======== Stored records ========

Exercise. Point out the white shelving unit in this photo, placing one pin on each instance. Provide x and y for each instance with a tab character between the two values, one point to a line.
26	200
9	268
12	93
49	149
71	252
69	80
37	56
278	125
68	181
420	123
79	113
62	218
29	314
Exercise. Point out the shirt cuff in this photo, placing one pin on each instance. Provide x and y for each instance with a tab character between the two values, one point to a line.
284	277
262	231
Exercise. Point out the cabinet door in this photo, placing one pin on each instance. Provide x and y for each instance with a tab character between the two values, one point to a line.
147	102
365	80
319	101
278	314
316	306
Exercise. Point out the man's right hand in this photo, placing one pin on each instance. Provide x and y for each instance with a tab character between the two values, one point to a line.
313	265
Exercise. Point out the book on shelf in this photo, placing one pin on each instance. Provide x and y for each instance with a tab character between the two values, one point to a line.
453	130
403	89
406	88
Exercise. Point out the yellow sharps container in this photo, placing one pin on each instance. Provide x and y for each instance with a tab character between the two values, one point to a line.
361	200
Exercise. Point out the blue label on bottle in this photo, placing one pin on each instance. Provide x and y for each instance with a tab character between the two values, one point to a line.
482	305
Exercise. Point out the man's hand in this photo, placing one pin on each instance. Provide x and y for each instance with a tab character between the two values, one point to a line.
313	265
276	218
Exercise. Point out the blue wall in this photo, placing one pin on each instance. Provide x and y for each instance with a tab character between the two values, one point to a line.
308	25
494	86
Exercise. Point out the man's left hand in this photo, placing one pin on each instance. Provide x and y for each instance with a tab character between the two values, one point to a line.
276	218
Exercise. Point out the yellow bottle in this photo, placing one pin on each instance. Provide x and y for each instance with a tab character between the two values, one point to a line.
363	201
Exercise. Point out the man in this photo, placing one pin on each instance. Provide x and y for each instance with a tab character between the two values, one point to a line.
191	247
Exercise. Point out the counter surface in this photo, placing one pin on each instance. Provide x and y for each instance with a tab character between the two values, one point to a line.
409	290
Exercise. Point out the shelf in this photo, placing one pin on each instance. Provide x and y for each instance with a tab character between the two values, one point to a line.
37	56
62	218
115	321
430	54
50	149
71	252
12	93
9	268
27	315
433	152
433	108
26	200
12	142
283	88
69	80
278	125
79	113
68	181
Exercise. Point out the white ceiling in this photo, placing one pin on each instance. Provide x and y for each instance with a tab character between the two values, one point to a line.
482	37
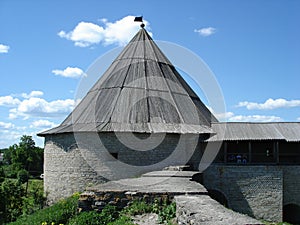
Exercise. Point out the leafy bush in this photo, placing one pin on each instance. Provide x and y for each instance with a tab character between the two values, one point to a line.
23	176
122	220
107	215
11	193
59	213
167	212
86	218
138	208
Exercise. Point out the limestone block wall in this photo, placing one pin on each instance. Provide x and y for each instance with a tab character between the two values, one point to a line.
253	190
291	184
73	162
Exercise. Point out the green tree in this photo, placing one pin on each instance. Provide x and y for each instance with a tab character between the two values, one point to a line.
11	200
25	155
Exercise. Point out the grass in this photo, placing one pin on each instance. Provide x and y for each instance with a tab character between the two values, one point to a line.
65	213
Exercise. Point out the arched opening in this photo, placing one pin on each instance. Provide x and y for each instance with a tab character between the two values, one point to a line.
291	213
219	197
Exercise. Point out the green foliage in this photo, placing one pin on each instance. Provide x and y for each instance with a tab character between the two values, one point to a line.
138	208
24	155
2	175
167	212
60	213
86	218
11	193
23	176
107	215
122	220
35	198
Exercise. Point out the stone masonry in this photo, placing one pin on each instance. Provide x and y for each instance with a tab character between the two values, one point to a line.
76	161
253	190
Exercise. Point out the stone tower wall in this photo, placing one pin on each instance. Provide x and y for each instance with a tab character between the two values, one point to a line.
74	162
253	190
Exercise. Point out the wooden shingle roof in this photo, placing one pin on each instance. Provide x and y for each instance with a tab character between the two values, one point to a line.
140	92
238	131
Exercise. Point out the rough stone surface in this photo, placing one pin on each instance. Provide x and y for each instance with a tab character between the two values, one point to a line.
76	161
159	186
253	190
204	210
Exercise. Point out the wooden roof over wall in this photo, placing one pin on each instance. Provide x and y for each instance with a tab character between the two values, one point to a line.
237	131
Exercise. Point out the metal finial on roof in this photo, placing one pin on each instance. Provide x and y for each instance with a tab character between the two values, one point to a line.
139	19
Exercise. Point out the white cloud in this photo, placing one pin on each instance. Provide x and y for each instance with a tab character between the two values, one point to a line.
254	118
32	94
4	48
231	117
38	107
4	125
224	116
72	72
206	31
119	32
9	101
41	124
270	104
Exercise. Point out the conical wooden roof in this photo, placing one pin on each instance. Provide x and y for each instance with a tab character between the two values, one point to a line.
140	92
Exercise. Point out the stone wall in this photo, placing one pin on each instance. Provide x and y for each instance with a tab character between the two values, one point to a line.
75	161
253	190
291	184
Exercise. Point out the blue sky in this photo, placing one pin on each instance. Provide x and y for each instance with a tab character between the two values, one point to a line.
251	46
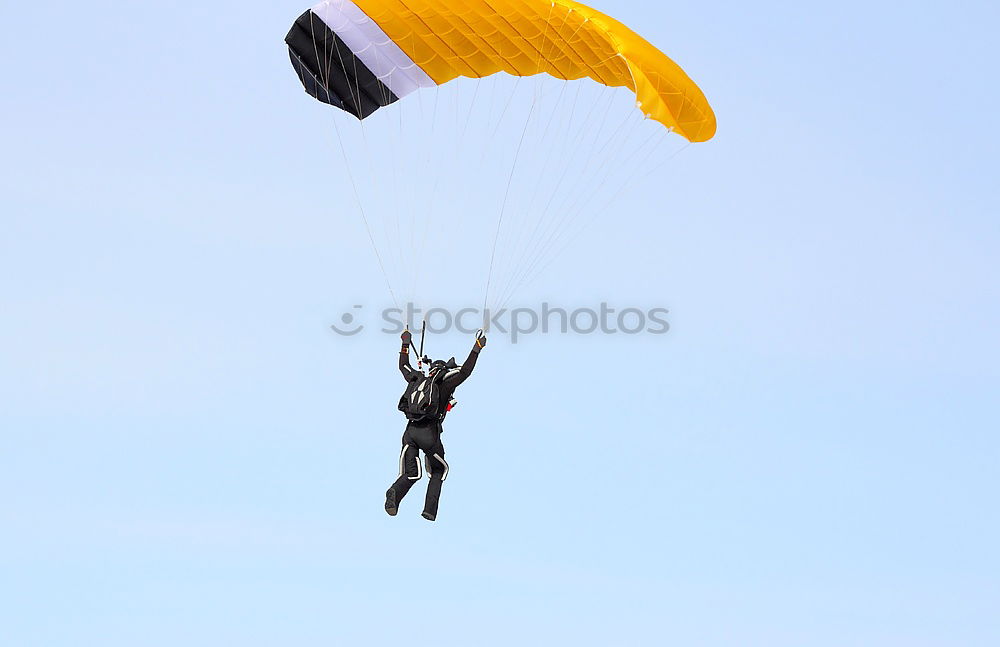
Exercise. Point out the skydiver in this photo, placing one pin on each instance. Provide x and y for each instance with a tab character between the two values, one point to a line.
427	401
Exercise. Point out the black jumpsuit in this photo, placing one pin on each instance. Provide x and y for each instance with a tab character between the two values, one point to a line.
426	436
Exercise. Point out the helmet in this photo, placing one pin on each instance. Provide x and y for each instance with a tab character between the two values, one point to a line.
440	365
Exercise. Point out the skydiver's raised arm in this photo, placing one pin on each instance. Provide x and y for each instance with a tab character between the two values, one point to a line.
463	373
404	356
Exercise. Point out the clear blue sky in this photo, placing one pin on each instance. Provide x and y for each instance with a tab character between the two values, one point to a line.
188	456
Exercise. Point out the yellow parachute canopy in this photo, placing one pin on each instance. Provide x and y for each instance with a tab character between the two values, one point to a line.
416	43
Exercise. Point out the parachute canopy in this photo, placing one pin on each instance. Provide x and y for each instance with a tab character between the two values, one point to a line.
362	55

========

* [Requirement]:
Render everything from the line containing "Exercise. Point out the parachute" down through the end of the items as a two-column CSV with the columns text and answer, one row per item. Put each value in one quoted field and turn any line breaks into spaces.

* [Exercise answer]:
text,answer
"Exercise. Point out the parachute canopy in this photo, placing one pin on each instance. Provide x and y for each instance with a tab character between the two values, one point to a line.","362	55"